**Document excerpt:**
Fight against county lines gangs ‘is being hampered by flaws in child protection system’

Police during the county lines raid (Picture: Barney Davis)

Children from London are being left at risk of exploitation and trafficking by “county lines” crime gangs because of flaws in child protection systems, an official report has warned ministers.

The report by Dame Glenys Stacey, Chief Inspector of Probation, says that local staff face “substantial difficulties” in keeping children safe from gangs seeking to use them to ferry and sell drugs around the country because most measures they can take apply only in their own areas.

They are “limited in the action they can take” if a child needs to be protected by a different police force or children’s social care department in another borough.

Dame Glenys warns that efforts to keep children safe are “inadequate in many cases” as a result, and blames a lack of national “support, advice or direction” for the problems.

Her findings come in a report on the youth offending service in Barking and Dagenham. They will heighten concerns about the impact of the “county lines” drug trade blamed by the Met for driving a rise in youth violence, including a wave of fatal stabbings.

The National Crime Agency warned in November that at least 283 “county lines” networks were operating in London, and that children as young as 12 were being used nationwide to ferry drugs and money around the country.

It said gangs used “knives, corrosives and firearms” to “intimidate and control members of the group and associated victims”. Teenagers were being lured into gangs by older criminals, with some suffering sexual and other violence from those controlling them.

Met Commissioner Cressida Dick has said middle-class cocaine users who provide a market for drugs are responsible for causing “misery throughout the supply chain” and exposing children to the consequences of the drug trade.

Dame Glenys said in her report that the task of managing young people involved in gangs and “trafficked into criminal activity” was being “hampered by little oversight, co-ordination or support at national level”.

She added that Barking and Dagenham’s youth offending service “faces substantial difficulties” in protecting children from involvement in “serious organised crime gangs, commonly known as county lines” — even though it is doing “everything within its control” to identify those at risk.

Her report states: “Planning to keep these children safe was inadequate in many cases as it was based on action that could only be taken if the child was in the local area.

“The youth offending service is limited in the action that it can take when the child is out of the area … The traditional area-based child protection system does not cope with the unique and complex difficulties when children are trafficked or exploited through county lines activity.”

Dame Glenys also warns that “too many” young people dealt with by the youth offending service “do not receive the education they are entitled to”.

**Requirement A:** Reproduce the county lines article from "She added that" up to and including "those at risk.", word for word.
The records that come next are unrelated to the county lines article.

**Stored records:**
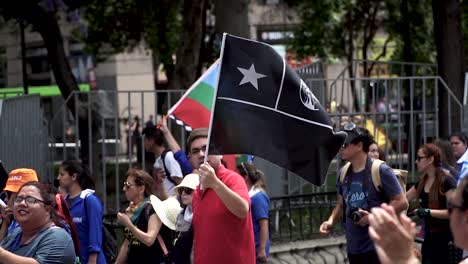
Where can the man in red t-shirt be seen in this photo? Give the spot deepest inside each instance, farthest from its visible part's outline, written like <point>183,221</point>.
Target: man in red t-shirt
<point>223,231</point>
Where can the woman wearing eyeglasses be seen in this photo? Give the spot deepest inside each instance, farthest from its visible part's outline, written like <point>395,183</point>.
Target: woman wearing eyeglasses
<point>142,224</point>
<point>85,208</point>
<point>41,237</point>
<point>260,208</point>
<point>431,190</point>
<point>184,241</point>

==

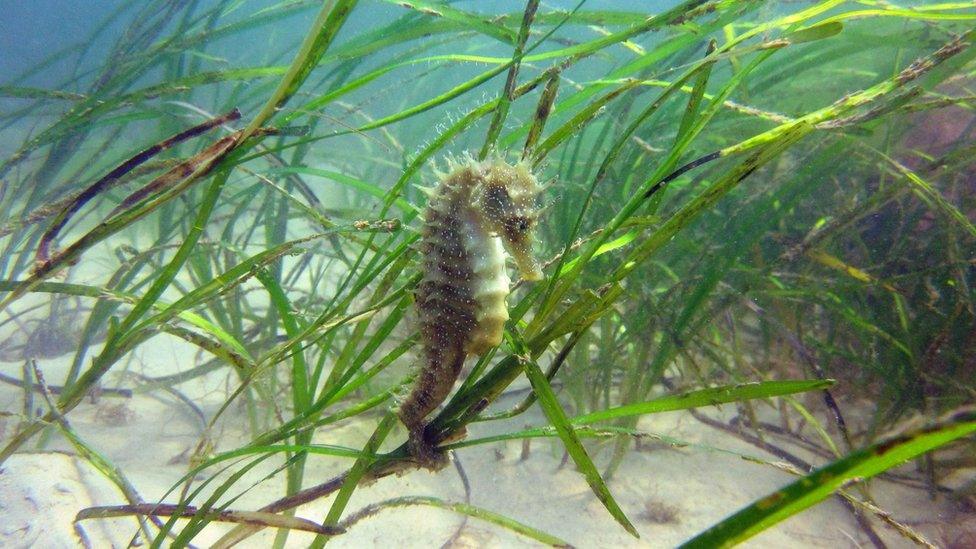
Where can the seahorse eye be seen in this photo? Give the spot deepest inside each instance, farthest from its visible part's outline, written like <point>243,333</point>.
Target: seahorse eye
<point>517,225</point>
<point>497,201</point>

**Requirement B:** Edit the records from the line with "Where can the man" up to and including the line with "<point>223,231</point>" so that "red t-shirt" becomes "blue t-shirt", changing nothing else. Return only those lines.

**Complete answer A:**
She added that Barking and Dagenham’s youth offending service “faces substantial difficulties” in protecting children from involvement in “serious organised crime gangs, commonly known as county lines” — even though it is doing “everything within its control” to identify those at risk.

**Complete answer B:**
Where can the man in blue t-shirt be seen in this photo? Give the spot deepest inside each instance, farthest from its visible part's outline, written like <point>183,221</point>.
Target: man in blue t-shirt
<point>223,231</point>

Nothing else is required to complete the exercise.